**Selected text**
####

Therefore, the aim of the present study was to investigate the hemispheric laterality of MMNm evoked by spectral versus temporal sound deviants that do not convey specific phonological, grammatical, or musical information. In order to exclude the possibility that the laterality of the MMNm originated from the sound stimulus itself, we counter-balanced total auditory inputs identical between spectral and temporal deviant conditions. The results of the present study provide a new insight into how the left and right hemispheres pre-attentively deal with the spectral and temporal features of natural sound signals.
Materials and Methods
Subjects
Thirteen healthy subjects participated in this study (five females; mean ± standard deviation: 32.1 ± 6.2 years). All participants had normal hearing, had no history of psychological or neurological disorders, and were unambiguously right-handed [assessed via the Japanese version of ‘‘Edinburgh Handedness Inventory’’ (Oldfield 1971)]. All participants were fully informed about the study and gave written informed consent for their participation in accordance with the procedures approved by the Ethics Commission of the National Institute for Physiological Sciences, Okazaki, Japan. The study conformed to the Code of Ethics of the World Medical Association (Declaration of Helsinki).

####

**Data listing**
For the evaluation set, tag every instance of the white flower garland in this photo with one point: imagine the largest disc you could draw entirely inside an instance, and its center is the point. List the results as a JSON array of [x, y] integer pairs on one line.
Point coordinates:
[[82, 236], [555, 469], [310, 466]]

####

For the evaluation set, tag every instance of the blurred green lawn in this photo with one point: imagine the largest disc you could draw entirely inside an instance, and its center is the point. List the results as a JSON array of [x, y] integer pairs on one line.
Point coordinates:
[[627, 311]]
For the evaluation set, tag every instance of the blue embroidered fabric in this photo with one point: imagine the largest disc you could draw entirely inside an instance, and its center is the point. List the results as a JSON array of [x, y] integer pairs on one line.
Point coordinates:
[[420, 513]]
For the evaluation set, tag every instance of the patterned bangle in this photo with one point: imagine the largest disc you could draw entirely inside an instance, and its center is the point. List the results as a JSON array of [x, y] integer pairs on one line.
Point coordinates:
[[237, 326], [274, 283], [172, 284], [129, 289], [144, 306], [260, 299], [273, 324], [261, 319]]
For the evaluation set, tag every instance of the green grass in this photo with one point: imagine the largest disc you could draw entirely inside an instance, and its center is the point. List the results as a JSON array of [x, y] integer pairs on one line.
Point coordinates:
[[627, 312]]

####

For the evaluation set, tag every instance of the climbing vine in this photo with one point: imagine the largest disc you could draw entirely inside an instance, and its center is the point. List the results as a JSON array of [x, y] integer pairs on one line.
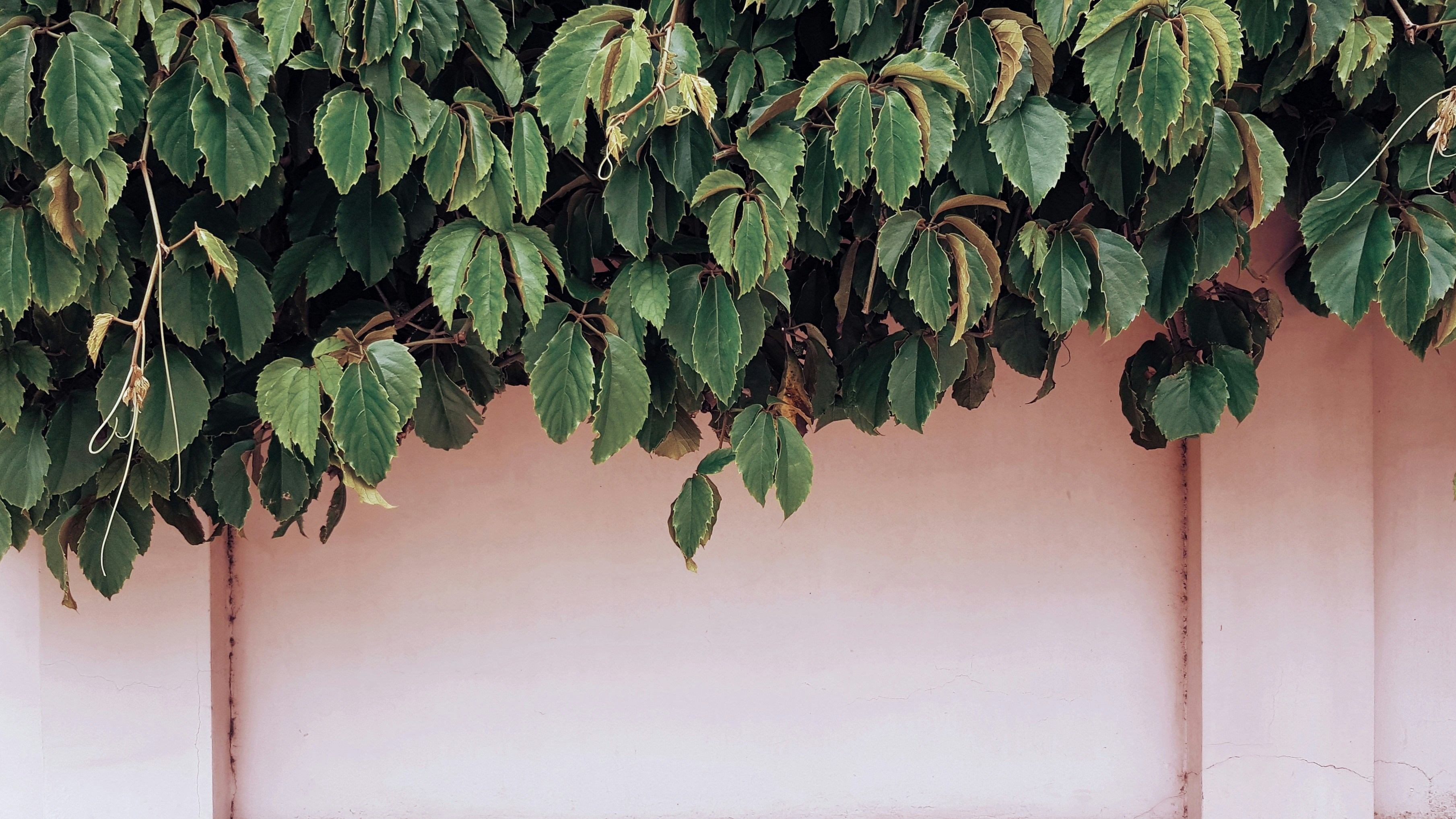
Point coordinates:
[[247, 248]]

####

**Directions for this task**
Please return, word for word, the part of the MMNm study text starting with "Materials and Methods" and going on through "(Declaration of Helsinki).".

**Solution for this exercise**
Materials and Methods
Subjects
Thirteen healthy subjects participated in this study (five females; mean ± standard deviation: 32.1 ± 6.2 years). All participants had normal hearing, had no history of psychological or neurological disorders, and were unambiguously right-handed [assessed via the Japanese version of ‘‘Edinburgh Handedness Inventory’’ (Oldfield 1971)]. All participants were fully informed about the study and gave written informed consent for their participation in accordance with the procedures approved by the Ethics Commission of the National Institute for Physiological Sciences, Okazaki, Japan. The study conformed to the Code of Ethics of the World Medical Association (Declaration of Helsinki).